> [Given instruction]:
Copy the listing below line for line, changing nothing.

> [Supplied material]:
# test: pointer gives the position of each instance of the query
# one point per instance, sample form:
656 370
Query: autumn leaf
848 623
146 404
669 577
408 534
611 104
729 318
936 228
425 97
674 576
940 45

> [Response below]:
# test: pointer gives the position of each instance of the query
# one point per instance, sample form:
656 370
Query: autumn leaf
848 623
146 404
669 577
408 534
611 104
729 318
936 228
425 97
674 576
940 45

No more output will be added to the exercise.